Provided passage:

The dreaded question


In high school, it was “where are you thinking of going to college?”

In college, it’s “what will you be doing this summer?”

While it can be difficult not to scream, cry or run away when you hear this question, it’s one that must be faced head-on. At a certain point, it’s OK to stop saying you’re “waiting to hear back” from those internships who should’ve emailed you weeks ago. Trying to nab internships unaffiliated with Trinity has become more difficult during the pandemic due to businesses and organizations losing money and the capacity to bring someone else into an in-person workspace. Now, many college students are trying to play catch-up after losing precious time during the stricter and more dangerous periods of the pandemic. But, like everything else post-pandemic, the expectation for Trinity students to score internships left and right might need to change.

Internships can be crucial to gain experience in a field you might enter after college. They can help you form connections or narrow down what you want your career to look like. However, after half of all internship opportunities in the country were canceled in 2020, according to CNBC, and most of the other half went virtual, the benefits of internships shifted. Especially for jobs that require hands-on work, students were not getting the experience they signed up for. Working from home is now more common, yet the Center for Research on College-Workforce Transitions at the University of Wisconsin-Madison found that online internships are more likely to be unpaid. Not every student can devote 30 hours a week while sustaining themself over a summer break with no compensation. In fact, working for no money or not enough isn’t a problem unique to undergraduate internships.

Required tasks:
1. In the internship column, update the stretch from "Internships can be" through "to undergraduate internships." by replacing "compensation" with "pay", then give that stretch.
2. Go on with the column about internships from the point where it stops.
The lines after this text are separate material.

Data provided:
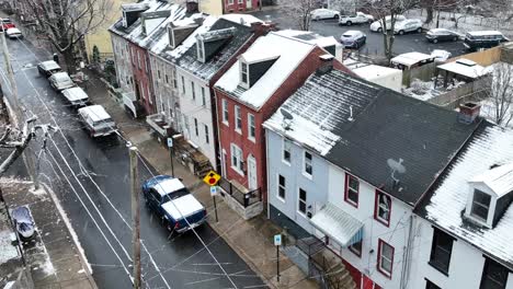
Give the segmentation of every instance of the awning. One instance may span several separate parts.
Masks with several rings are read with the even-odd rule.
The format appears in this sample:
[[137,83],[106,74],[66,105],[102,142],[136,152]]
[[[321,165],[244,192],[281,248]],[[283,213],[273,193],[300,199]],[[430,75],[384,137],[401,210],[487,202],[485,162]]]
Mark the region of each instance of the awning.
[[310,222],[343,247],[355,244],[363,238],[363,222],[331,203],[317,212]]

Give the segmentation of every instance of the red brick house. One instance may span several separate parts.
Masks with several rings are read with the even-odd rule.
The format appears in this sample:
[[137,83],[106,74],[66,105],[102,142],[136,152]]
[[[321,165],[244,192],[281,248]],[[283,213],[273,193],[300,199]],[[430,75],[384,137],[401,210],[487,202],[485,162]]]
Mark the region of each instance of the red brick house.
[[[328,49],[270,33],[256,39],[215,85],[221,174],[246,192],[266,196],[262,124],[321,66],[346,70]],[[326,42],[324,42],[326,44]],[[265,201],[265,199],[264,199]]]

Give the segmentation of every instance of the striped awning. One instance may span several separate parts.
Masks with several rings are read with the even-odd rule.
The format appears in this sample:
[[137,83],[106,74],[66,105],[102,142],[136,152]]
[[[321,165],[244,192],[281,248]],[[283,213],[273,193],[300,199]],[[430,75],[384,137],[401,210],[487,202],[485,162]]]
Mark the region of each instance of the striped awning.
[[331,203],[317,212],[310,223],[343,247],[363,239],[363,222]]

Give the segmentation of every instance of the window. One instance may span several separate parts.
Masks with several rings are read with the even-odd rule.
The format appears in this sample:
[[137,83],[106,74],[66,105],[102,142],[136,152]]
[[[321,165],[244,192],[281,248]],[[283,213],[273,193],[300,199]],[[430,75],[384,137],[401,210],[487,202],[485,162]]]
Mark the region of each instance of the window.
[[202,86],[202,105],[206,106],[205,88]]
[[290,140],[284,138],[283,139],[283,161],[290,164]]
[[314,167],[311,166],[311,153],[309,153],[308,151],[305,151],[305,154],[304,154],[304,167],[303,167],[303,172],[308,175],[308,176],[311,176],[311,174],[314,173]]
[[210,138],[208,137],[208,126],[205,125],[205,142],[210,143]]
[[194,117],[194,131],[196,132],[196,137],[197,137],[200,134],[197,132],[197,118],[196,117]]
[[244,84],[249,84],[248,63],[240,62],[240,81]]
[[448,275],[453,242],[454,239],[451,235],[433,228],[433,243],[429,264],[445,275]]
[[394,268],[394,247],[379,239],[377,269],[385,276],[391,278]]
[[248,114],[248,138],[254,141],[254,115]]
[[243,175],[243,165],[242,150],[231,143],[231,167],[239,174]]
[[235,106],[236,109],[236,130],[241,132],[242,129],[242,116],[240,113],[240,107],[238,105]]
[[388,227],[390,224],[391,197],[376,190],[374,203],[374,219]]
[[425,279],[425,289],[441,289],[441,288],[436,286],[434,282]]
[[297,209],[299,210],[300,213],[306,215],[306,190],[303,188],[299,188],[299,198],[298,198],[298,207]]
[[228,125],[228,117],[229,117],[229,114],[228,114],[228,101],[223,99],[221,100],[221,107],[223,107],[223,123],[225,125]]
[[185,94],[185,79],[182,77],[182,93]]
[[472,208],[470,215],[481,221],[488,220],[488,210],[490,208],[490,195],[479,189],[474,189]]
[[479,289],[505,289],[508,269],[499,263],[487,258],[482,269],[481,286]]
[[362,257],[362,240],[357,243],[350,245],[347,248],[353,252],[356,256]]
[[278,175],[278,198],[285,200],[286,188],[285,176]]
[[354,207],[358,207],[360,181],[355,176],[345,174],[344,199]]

Results of the exercise:
1.
Internships can be crucial to gain experience in a field you might enter after college. They can help you form connections or narrow down what you want your career to look like. However, after half of all internship opportunities in the country were canceled in 2020, according to CNBC, and most of the other half went virtual, the benefits of internships shifted. Especially for jobs that require hands-on work, students were not getting the experience they signed up for. Working from home is now more common, yet the Center for Research on College-Workforce Transitions at the University of Wisconsin-Madison found that online internships are more likely to be unpaid. Not every student can devote 30 hours a week while sustaining themself over a summer break with no pay. In fact, working for no money or not enough isn’t a problem unique to undergraduate internships.

2.
Nearly 69 million Americans left their jobs in 2021, a mass exodus that has earned the name “The Great Resignation.” According to the Pew Research Center, young adults quit the most often, citing low pay, no opportunities for advancement and a feeling of disrespect in the workplace as the top three reasons. Young people are redefining qualities of the workplace that matter and prioritizing livable pay, healthcare and unoppressive workplace cultures. Students can do the same; sometimes the resume line isn’t worth fighting tooth-and-nail for an internship that might not even include pay.

We can answer the dreaded summer question by accepting that finding an internship that provides compensation and useful experience is awesome if it happens. The stress of waiting on 20 applications to turn around wouldn’t be so suffocating if we change the expectation that every successful student must hold at least one internship in college. Working other jobs unrelated to your major are still extremely valuable and often fun to have over the summer. It’s time for a shift in perspective. Instead of asking, “what will you be doing this summer?” with internships in mind, let’s consider how opportunities outside of internships can be just as valuable and enriching.